Text extract:
Adding a column to a dataframe

Kirstensos commented 5 years ago

Hello Stirling coding club,

I am having difficulties with a data organisation problem and thought I would try out Github to see if anyone can help me out.

I have data in the following format:

plot | spp | value 
1    | 1   | 0.1    
1    | 2   | 0.2    
1    | 3   | 0.3   
2    | 2   | 0.1    
2    | 3   | 0.2    
3    | 1   | 0.3    
3    | 2   | 0.1    
3    | 3   | 0.2    
3    | 4   | 0.3

I want to calculate the sum of values for each plot, then use this to calculate the percentage contribution of each spp in each plot. I am trying to make a data.frame something similar to this:

plot | spp | value| total| % of total
1    | 1   | 0.1  | 0.6  | 16.7
1    | 2   | 0.2  | 0.6  | 33.3
1    | 3   | 0.3  | 0.6  | 50
2    | 2   | 0.1  | 0.3  | 33.3
2    | 3   | 0.2  | 0.3  | 66.6
3    | 1   | 0.3  | 0.9  | 33.3
3    | 2   | 0.1  | 0.9  | 11.1
3    | 3   | 0.2  | 0.9  | 22.2
3    | 4   | 0.3  | 0.9  | 33.3

I think I need to modify something like this to incorporate a way of sorting by plot:

data$total<- sum(data$value)

Provided data:
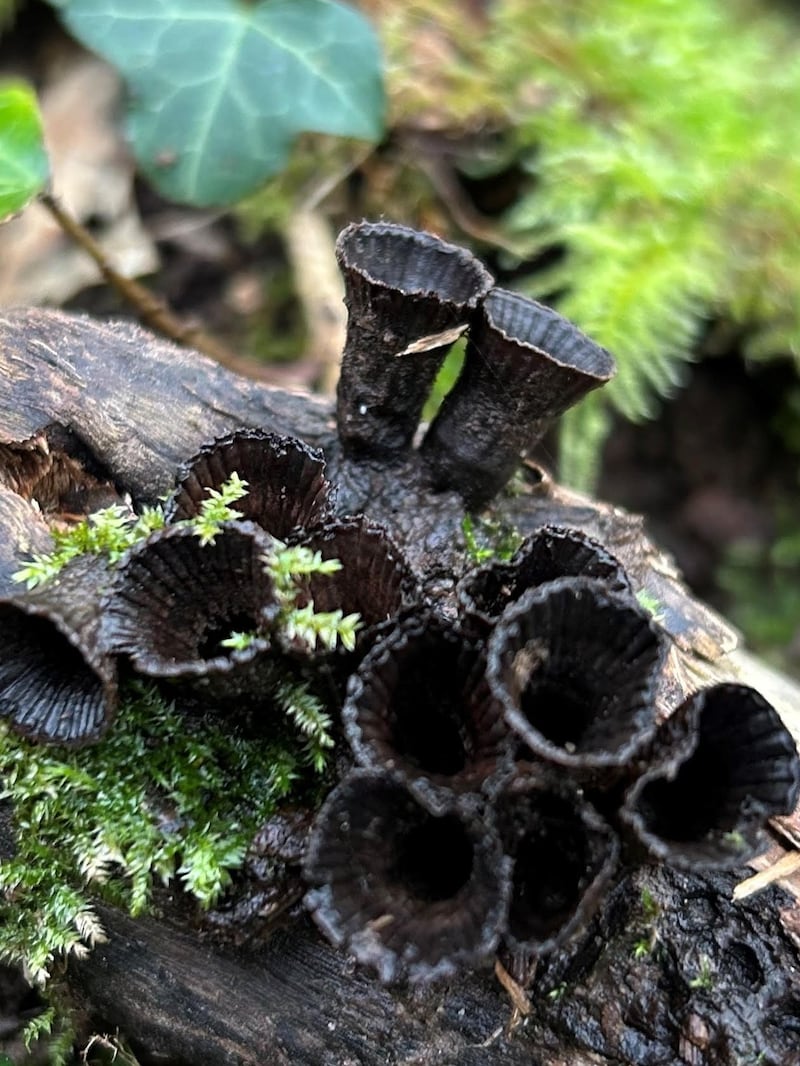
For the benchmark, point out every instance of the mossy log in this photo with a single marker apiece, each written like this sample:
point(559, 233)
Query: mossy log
point(90, 412)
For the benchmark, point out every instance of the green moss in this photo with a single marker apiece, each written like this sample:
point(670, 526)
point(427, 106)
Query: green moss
point(161, 798)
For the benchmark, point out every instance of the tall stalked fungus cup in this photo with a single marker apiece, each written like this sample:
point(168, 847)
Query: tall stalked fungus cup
point(576, 668)
point(564, 858)
point(57, 682)
point(419, 705)
point(413, 894)
point(548, 553)
point(726, 764)
point(410, 295)
point(174, 601)
point(525, 366)
point(287, 488)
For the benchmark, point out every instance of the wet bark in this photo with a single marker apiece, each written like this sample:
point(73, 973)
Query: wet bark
point(93, 410)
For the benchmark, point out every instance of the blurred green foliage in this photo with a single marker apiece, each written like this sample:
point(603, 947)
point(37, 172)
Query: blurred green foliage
point(661, 145)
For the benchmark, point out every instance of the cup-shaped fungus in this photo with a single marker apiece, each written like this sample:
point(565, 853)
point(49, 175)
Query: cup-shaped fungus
point(419, 706)
point(576, 668)
point(525, 366)
point(564, 858)
point(287, 489)
point(410, 295)
point(57, 682)
point(174, 600)
point(548, 553)
point(411, 893)
point(728, 763)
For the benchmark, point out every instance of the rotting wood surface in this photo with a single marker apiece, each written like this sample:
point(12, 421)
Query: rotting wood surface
point(89, 407)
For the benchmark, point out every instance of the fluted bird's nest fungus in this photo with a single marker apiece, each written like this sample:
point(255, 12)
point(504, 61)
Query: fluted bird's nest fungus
point(513, 735)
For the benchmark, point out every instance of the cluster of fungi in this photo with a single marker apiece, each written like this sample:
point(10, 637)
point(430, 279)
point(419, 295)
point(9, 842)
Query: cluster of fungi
point(506, 755)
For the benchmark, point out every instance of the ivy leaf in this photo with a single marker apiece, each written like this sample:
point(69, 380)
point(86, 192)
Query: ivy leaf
point(24, 164)
point(220, 89)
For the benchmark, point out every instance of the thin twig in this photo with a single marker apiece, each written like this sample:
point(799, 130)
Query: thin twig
point(783, 868)
point(150, 308)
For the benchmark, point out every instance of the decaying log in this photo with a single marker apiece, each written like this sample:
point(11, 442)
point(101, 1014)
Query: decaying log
point(95, 408)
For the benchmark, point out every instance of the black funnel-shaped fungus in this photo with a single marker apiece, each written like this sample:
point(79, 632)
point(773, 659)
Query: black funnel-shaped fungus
point(525, 366)
point(564, 859)
point(549, 553)
point(287, 489)
point(576, 667)
point(410, 893)
point(173, 601)
point(728, 764)
point(57, 682)
point(419, 705)
point(410, 295)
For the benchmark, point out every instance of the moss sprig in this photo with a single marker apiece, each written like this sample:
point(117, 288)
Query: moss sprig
point(109, 532)
point(154, 802)
point(288, 566)
point(113, 530)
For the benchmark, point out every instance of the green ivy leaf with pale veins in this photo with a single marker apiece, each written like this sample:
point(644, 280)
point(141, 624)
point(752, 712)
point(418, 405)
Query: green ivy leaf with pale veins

Exercises to complete:
[1] Rewrite the forum post on adding a column to a dataframe from "Kirstensos commented 5" up to and including "help me out.", replacing "Github" with "GitHub".
[2] In the forum post on adding a column to a dataframe, why does the poster want to calculate the sum of values for each plot?

Solutions to the problems:
[1]
Kirstensos commented 5 years ago

Hello Stirling coding club,

I am having difficulties with a data organisation problem and thought I would try out GitHub to see if anyone can help me out.

[2] The poster wants to use the per-plot sum to calculate the percentage contribution of each spp in each plot.